- **Work instructions**
Your task is to copy every line of this material exactly.

- **Extracted information**
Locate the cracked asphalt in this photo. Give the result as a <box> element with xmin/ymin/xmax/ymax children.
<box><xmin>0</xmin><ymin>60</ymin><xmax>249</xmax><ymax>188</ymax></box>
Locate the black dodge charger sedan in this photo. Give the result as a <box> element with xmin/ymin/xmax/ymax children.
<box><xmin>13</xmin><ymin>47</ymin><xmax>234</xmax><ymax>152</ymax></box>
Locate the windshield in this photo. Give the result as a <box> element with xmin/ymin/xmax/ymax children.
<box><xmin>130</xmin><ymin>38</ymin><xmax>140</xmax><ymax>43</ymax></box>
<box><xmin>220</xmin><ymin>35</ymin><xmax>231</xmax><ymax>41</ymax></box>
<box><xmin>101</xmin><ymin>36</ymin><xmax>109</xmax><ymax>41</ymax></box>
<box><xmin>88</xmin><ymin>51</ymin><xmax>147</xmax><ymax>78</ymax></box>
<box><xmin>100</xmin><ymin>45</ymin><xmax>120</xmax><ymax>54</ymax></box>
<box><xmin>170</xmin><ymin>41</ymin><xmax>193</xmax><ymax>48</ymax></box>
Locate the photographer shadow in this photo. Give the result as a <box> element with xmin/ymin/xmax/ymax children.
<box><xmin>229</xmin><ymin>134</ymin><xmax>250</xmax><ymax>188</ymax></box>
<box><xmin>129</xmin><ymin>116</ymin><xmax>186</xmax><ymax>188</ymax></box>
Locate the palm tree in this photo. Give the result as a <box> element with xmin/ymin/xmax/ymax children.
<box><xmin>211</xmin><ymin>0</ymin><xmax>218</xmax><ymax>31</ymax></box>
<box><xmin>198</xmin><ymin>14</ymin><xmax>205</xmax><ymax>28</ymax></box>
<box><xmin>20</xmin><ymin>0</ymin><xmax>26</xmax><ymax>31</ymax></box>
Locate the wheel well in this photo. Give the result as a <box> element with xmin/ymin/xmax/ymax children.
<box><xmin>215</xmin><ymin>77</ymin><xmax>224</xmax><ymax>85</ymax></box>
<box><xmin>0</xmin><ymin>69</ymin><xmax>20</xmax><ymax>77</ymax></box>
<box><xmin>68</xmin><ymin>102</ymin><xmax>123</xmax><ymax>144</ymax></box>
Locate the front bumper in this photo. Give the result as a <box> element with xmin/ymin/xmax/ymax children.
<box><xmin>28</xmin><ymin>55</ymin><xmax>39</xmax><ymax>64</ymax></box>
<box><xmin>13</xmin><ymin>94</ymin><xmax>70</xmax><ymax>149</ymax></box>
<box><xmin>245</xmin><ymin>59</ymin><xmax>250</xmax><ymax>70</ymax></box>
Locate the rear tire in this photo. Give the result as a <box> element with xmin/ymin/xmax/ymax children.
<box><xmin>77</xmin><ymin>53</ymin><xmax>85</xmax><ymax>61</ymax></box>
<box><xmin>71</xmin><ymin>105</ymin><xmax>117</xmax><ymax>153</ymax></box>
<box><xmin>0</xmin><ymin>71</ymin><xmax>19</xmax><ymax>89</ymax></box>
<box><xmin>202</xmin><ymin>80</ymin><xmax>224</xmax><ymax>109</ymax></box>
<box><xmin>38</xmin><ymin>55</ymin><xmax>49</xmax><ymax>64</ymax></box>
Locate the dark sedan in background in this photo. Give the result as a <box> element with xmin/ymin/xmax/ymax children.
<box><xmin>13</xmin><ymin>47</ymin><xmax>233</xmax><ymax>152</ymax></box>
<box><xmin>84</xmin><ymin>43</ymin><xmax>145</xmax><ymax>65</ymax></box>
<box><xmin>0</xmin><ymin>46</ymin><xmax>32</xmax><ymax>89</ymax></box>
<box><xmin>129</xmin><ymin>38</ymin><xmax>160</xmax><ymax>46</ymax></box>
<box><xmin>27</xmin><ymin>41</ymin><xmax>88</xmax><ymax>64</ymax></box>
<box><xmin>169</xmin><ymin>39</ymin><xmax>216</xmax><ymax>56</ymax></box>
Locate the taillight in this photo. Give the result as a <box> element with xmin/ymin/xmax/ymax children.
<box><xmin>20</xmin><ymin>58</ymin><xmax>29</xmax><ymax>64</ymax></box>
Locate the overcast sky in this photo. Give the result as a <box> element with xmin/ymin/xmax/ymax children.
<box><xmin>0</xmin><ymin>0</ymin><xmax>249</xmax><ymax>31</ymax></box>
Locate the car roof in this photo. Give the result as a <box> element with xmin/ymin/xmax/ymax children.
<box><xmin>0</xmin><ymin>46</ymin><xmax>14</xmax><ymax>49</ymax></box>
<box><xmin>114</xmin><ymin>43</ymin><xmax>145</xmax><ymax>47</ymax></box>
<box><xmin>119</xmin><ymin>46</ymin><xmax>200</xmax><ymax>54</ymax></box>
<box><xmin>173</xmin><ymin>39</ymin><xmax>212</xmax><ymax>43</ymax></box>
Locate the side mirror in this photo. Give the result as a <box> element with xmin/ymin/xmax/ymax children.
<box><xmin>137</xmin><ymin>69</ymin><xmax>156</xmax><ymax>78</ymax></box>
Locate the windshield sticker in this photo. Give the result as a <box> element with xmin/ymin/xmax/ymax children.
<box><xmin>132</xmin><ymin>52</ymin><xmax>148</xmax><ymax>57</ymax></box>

- **Answer section**
Locate the cracked asphalt in this photo. Give the result as a <box> element with xmin/ymin/xmax/ymax children.
<box><xmin>0</xmin><ymin>60</ymin><xmax>249</xmax><ymax>188</ymax></box>
Locate the black dodge charger sedan in this photo. Give the result as a <box> element with xmin/ymin/xmax/ymax children.
<box><xmin>13</xmin><ymin>47</ymin><xmax>234</xmax><ymax>152</ymax></box>
Locate the windshield in this photo. Give the result as a <box> element with xmin/ymin/xmax/ymax children.
<box><xmin>130</xmin><ymin>38</ymin><xmax>140</xmax><ymax>43</ymax></box>
<box><xmin>220</xmin><ymin>35</ymin><xmax>231</xmax><ymax>41</ymax></box>
<box><xmin>101</xmin><ymin>36</ymin><xmax>109</xmax><ymax>41</ymax></box>
<box><xmin>88</xmin><ymin>51</ymin><xmax>147</xmax><ymax>78</ymax></box>
<box><xmin>100</xmin><ymin>45</ymin><xmax>120</xmax><ymax>54</ymax></box>
<box><xmin>170</xmin><ymin>41</ymin><xmax>193</xmax><ymax>48</ymax></box>
Locate the photographer shadow in this photo. Give the result as a <box> element with xmin/ymin/xmax/ymax children.
<box><xmin>229</xmin><ymin>134</ymin><xmax>250</xmax><ymax>188</ymax></box>
<box><xmin>129</xmin><ymin>116</ymin><xmax>186</xmax><ymax>188</ymax></box>
Locate the palm tree in this photo. Give the result as a <box> element with xmin/ymin/xmax/ymax children.
<box><xmin>211</xmin><ymin>0</ymin><xmax>218</xmax><ymax>31</ymax></box>
<box><xmin>198</xmin><ymin>14</ymin><xmax>205</xmax><ymax>28</ymax></box>
<box><xmin>20</xmin><ymin>0</ymin><xmax>26</xmax><ymax>31</ymax></box>
Locate the wheel well in this photo. Give the result as a <box> element with xmin/ymin/xmax/ymax children.
<box><xmin>215</xmin><ymin>77</ymin><xmax>224</xmax><ymax>85</ymax></box>
<box><xmin>0</xmin><ymin>69</ymin><xmax>20</xmax><ymax>77</ymax></box>
<box><xmin>68</xmin><ymin>102</ymin><xmax>123</xmax><ymax>144</ymax></box>
Locate the front bumper in this photo. Give the result as a <box> element with xmin/ymin/xmax/ymax children.
<box><xmin>28</xmin><ymin>55</ymin><xmax>39</xmax><ymax>64</ymax></box>
<box><xmin>13</xmin><ymin>94</ymin><xmax>70</xmax><ymax>149</ymax></box>
<box><xmin>245</xmin><ymin>59</ymin><xmax>250</xmax><ymax>70</ymax></box>
Locate the rear tire in this photo. Give the result as a <box> element with xmin/ymin/xmax/ymax children.
<box><xmin>77</xmin><ymin>53</ymin><xmax>85</xmax><ymax>61</ymax></box>
<box><xmin>71</xmin><ymin>105</ymin><xmax>117</xmax><ymax>153</ymax></box>
<box><xmin>0</xmin><ymin>71</ymin><xmax>19</xmax><ymax>89</ymax></box>
<box><xmin>202</xmin><ymin>80</ymin><xmax>224</xmax><ymax>109</ymax></box>
<box><xmin>38</xmin><ymin>55</ymin><xmax>49</xmax><ymax>64</ymax></box>
Locate the dark sedan in background in this photo. Give the result as a <box> element with xmin/ymin/xmax/ymax children.
<box><xmin>13</xmin><ymin>47</ymin><xmax>233</xmax><ymax>152</ymax></box>
<box><xmin>84</xmin><ymin>43</ymin><xmax>145</xmax><ymax>65</ymax></box>
<box><xmin>0</xmin><ymin>46</ymin><xmax>32</xmax><ymax>89</ymax></box>
<box><xmin>129</xmin><ymin>38</ymin><xmax>160</xmax><ymax>46</ymax></box>
<box><xmin>27</xmin><ymin>41</ymin><xmax>88</xmax><ymax>64</ymax></box>
<box><xmin>169</xmin><ymin>39</ymin><xmax>216</xmax><ymax>56</ymax></box>
Locate the taillight in this photo. Give the result as a <box> element with xmin/ymin/xmax/ymax children.
<box><xmin>20</xmin><ymin>58</ymin><xmax>29</xmax><ymax>64</ymax></box>
Locate the overcast sky in this photo. Give the result as a <box> element with xmin/ymin/xmax/ymax children.
<box><xmin>0</xmin><ymin>0</ymin><xmax>249</xmax><ymax>31</ymax></box>
Locate the car roof in this photo. Give the result as a <box> element with xmin/ymin/xmax/ymax children.
<box><xmin>0</xmin><ymin>46</ymin><xmax>14</xmax><ymax>49</ymax></box>
<box><xmin>114</xmin><ymin>43</ymin><xmax>145</xmax><ymax>47</ymax></box>
<box><xmin>119</xmin><ymin>46</ymin><xmax>200</xmax><ymax>54</ymax></box>
<box><xmin>173</xmin><ymin>39</ymin><xmax>212</xmax><ymax>43</ymax></box>
Locate the side mirror in this photo. Give the result as a <box> element with xmin/ymin/xmax/ymax children.
<box><xmin>137</xmin><ymin>69</ymin><xmax>156</xmax><ymax>78</ymax></box>
Locate the windshield sticker in this photo. Give the result as a <box> element with xmin/ymin/xmax/ymax children.
<box><xmin>132</xmin><ymin>52</ymin><xmax>148</xmax><ymax>57</ymax></box>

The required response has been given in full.